BEGIN RECORDS SUPPLIED
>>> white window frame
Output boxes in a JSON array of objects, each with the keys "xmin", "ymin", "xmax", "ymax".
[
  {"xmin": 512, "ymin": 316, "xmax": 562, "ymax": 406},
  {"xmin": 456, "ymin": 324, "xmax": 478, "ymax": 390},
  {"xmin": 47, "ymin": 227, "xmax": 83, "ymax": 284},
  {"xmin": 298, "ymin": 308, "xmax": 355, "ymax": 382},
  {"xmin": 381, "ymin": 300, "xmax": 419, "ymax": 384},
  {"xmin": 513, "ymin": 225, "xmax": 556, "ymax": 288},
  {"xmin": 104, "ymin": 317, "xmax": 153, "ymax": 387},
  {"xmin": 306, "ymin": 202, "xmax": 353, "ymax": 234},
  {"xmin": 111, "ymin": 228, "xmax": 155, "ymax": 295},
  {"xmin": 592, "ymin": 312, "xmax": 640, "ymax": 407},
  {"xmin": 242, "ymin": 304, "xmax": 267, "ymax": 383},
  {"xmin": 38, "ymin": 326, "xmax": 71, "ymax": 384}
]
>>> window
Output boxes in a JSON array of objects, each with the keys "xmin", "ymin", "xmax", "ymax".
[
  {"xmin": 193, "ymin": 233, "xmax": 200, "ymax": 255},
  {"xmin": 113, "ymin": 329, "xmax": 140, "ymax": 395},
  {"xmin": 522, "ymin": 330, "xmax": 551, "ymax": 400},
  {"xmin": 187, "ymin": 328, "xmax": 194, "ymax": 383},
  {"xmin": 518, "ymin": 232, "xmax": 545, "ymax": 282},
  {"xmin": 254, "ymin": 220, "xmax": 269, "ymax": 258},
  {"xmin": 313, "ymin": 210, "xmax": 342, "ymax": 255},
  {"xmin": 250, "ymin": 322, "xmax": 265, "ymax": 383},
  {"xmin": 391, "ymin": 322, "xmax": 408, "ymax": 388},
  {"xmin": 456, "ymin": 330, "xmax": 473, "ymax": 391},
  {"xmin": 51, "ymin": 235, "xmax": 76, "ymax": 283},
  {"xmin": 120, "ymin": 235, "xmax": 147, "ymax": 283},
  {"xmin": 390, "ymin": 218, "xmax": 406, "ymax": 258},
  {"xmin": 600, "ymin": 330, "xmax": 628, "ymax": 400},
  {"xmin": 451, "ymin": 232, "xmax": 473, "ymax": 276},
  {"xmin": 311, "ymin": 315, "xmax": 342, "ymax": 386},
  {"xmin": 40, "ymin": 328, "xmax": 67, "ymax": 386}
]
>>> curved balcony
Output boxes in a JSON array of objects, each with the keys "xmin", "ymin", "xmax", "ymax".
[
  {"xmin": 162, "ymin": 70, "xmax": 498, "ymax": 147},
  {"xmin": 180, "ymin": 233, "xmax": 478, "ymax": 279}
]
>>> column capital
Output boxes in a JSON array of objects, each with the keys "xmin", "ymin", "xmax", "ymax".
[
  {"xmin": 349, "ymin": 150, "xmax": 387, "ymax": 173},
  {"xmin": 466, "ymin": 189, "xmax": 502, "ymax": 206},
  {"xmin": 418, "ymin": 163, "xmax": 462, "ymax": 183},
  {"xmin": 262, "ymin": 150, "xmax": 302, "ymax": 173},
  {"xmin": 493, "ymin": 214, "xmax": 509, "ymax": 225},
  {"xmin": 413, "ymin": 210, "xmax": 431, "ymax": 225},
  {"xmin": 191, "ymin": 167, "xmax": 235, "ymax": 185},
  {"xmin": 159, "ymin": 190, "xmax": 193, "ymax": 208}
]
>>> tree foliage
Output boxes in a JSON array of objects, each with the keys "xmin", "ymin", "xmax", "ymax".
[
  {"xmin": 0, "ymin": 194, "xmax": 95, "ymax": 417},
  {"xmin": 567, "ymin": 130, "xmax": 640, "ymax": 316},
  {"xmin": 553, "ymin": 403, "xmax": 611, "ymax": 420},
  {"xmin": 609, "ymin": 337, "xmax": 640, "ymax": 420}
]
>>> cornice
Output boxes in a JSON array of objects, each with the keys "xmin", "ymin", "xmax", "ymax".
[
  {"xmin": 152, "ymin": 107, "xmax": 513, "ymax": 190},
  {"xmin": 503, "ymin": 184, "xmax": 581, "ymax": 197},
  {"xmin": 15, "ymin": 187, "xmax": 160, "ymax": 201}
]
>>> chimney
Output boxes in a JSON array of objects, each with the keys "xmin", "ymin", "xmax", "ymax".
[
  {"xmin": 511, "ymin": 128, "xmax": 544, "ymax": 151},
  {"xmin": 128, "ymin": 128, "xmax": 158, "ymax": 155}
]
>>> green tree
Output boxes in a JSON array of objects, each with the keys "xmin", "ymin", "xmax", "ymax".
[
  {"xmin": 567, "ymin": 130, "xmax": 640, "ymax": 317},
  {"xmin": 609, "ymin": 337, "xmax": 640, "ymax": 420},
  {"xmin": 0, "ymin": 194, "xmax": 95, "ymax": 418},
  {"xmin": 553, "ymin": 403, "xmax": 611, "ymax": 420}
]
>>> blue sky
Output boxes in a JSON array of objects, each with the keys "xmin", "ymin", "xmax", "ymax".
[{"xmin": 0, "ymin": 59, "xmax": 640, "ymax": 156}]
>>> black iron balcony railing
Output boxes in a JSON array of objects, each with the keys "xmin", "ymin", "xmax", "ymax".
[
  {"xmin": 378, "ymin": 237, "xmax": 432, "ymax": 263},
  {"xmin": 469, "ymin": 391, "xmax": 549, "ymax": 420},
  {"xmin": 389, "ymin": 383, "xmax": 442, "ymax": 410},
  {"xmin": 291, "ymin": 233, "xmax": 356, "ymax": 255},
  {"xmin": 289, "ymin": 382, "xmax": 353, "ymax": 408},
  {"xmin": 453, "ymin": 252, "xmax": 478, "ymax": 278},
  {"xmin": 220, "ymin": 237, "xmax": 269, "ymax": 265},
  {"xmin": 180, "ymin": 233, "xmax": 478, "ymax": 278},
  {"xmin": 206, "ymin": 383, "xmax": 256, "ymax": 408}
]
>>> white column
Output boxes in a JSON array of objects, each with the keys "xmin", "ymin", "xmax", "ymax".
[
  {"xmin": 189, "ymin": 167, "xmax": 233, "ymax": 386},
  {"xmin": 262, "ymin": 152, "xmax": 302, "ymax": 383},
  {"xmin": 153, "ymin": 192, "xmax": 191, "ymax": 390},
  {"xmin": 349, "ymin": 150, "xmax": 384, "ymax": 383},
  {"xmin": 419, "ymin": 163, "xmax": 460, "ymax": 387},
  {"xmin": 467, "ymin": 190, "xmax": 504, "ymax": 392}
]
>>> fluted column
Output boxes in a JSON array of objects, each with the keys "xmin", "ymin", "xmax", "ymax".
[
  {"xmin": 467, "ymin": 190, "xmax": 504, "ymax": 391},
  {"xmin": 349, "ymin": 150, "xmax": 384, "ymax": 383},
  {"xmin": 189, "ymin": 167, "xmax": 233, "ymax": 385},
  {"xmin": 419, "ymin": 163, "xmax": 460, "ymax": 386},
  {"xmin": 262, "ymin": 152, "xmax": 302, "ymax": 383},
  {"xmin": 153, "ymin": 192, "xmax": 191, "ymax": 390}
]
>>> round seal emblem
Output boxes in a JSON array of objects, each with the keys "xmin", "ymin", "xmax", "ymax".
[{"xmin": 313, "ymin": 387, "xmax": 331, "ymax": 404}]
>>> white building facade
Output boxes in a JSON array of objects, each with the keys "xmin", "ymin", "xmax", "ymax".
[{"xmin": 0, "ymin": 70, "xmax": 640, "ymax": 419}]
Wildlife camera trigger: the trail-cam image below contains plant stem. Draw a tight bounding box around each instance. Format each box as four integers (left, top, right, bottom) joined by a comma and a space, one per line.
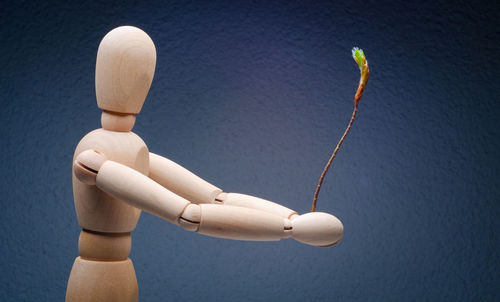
311, 104, 361, 212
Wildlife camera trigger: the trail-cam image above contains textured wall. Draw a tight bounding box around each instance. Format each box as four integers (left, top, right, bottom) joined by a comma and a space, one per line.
0, 1, 500, 301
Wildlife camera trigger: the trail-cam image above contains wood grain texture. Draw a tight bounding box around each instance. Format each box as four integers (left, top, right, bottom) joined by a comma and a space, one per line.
217, 193, 297, 218
149, 153, 222, 204
96, 160, 190, 224
73, 129, 149, 233
198, 204, 285, 241
66, 257, 139, 302
95, 26, 156, 114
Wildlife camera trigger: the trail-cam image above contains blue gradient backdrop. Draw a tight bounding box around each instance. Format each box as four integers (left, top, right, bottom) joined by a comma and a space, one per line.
0, 0, 500, 301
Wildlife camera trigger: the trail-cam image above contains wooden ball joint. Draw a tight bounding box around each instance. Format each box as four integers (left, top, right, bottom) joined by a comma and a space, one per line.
66, 26, 343, 302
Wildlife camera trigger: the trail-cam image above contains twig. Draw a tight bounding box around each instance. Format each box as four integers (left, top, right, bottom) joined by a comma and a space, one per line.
311, 47, 370, 212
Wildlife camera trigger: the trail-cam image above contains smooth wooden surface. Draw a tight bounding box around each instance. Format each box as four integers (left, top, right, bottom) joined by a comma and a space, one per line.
73, 129, 149, 233
96, 161, 190, 224
198, 204, 286, 241
95, 26, 156, 114
78, 230, 132, 261
217, 193, 297, 218
291, 212, 344, 247
101, 111, 135, 132
149, 153, 222, 204
66, 257, 139, 302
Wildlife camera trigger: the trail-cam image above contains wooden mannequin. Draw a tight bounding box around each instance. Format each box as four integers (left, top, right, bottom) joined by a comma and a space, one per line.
66, 26, 343, 302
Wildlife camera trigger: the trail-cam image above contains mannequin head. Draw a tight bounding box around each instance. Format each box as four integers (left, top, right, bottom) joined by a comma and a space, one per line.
95, 26, 156, 115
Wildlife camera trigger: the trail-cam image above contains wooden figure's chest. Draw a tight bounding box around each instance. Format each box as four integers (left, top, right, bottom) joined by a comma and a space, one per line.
73, 129, 149, 233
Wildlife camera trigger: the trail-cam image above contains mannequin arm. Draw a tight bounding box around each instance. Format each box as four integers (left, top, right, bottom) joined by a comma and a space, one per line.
149, 153, 297, 219
73, 150, 343, 246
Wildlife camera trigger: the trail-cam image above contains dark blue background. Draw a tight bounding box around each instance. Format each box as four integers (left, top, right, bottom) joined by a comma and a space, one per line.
0, 0, 500, 301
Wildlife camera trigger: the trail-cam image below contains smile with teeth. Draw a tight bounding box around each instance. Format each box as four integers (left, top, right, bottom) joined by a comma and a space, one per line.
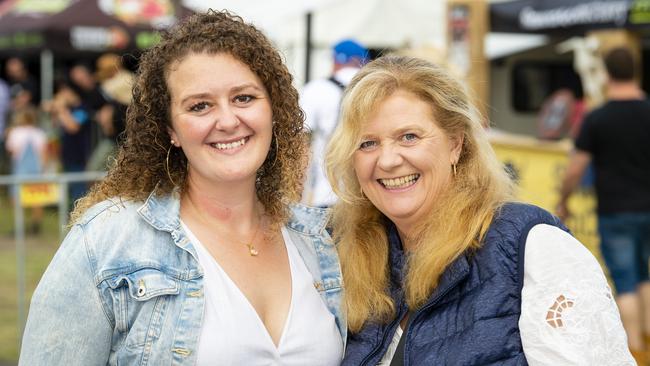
210, 137, 248, 150
377, 174, 420, 189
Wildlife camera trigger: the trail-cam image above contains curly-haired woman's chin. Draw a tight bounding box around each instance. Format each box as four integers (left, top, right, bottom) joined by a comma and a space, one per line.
20, 11, 347, 366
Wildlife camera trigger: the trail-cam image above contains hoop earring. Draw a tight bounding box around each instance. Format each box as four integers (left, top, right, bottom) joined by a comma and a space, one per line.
165, 140, 178, 187
269, 128, 280, 169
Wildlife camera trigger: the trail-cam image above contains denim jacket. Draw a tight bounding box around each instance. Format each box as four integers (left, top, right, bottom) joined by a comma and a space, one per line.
19, 192, 346, 366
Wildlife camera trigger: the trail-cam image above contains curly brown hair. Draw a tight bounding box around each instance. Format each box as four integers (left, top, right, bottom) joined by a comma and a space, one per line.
71, 10, 307, 223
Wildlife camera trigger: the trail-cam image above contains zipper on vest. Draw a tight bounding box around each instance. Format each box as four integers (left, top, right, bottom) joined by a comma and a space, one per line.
402, 274, 464, 366
359, 306, 404, 366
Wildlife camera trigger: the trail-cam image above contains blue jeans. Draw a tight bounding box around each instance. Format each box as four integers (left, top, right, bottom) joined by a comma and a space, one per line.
598, 212, 650, 294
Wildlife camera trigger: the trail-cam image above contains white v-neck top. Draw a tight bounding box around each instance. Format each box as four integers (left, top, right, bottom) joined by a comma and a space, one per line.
182, 223, 343, 366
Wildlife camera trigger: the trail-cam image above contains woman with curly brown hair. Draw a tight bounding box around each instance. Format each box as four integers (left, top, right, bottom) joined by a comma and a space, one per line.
20, 11, 346, 365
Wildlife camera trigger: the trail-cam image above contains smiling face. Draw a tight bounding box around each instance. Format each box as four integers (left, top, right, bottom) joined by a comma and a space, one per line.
167, 53, 273, 184
353, 90, 462, 233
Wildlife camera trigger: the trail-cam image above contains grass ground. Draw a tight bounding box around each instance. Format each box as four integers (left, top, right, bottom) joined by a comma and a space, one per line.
0, 192, 59, 366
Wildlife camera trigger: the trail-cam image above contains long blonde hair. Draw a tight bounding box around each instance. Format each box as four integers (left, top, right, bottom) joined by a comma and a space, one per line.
326, 56, 513, 332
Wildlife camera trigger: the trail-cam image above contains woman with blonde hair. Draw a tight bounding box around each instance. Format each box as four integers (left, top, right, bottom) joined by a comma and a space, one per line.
326, 56, 633, 366
20, 11, 346, 365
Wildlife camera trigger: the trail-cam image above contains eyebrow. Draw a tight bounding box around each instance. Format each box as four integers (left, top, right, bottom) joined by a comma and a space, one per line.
180, 83, 264, 104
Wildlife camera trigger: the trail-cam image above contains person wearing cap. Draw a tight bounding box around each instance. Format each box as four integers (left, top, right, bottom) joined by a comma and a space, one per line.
300, 39, 368, 207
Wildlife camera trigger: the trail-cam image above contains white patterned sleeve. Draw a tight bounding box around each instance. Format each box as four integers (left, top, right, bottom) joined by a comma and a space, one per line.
519, 224, 636, 366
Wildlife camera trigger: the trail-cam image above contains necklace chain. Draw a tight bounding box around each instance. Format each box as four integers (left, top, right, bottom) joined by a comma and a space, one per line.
244, 216, 262, 257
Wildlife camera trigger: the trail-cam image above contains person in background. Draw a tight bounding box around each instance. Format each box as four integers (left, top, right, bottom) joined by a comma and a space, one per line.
87, 53, 134, 171
68, 62, 110, 170
5, 57, 40, 110
300, 39, 368, 207
0, 79, 11, 175
326, 56, 634, 366
19, 11, 347, 366
6, 108, 47, 234
557, 48, 650, 365
44, 83, 92, 203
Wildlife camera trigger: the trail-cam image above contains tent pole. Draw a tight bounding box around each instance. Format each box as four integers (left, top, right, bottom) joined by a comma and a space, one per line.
41, 49, 54, 100
305, 11, 313, 83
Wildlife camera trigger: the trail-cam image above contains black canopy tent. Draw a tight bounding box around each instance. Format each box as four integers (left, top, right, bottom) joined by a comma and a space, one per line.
490, 0, 650, 36
0, 0, 193, 99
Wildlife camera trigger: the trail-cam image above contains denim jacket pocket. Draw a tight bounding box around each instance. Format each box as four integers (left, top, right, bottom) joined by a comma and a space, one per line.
108, 268, 181, 351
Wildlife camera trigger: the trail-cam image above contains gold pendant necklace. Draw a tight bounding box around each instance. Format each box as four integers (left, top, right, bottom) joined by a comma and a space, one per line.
244, 216, 262, 257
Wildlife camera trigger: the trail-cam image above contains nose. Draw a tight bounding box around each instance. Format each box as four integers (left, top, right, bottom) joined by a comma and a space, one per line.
214, 105, 239, 131
377, 144, 403, 171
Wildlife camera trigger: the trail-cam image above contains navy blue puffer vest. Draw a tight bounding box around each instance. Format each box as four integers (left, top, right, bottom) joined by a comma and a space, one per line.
343, 203, 566, 366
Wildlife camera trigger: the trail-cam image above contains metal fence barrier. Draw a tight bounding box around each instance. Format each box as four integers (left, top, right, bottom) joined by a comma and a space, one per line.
0, 172, 106, 342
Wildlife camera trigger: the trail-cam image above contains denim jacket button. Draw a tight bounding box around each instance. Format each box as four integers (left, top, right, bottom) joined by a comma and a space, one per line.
END RECORDS SUPPLIED
_AIM_. Copy out every line of the rows above that contains the string "black". Case counts.

_EXPECTED OUTPUT_.
>>> black iron balcony railing
Wildlife camera trigger: the trail-cam image above contains black canopy tent. Draw a tight bounding box around each instance. Format each box as four integers (left, top, right, bottom) joined by a comma and a space, one per line.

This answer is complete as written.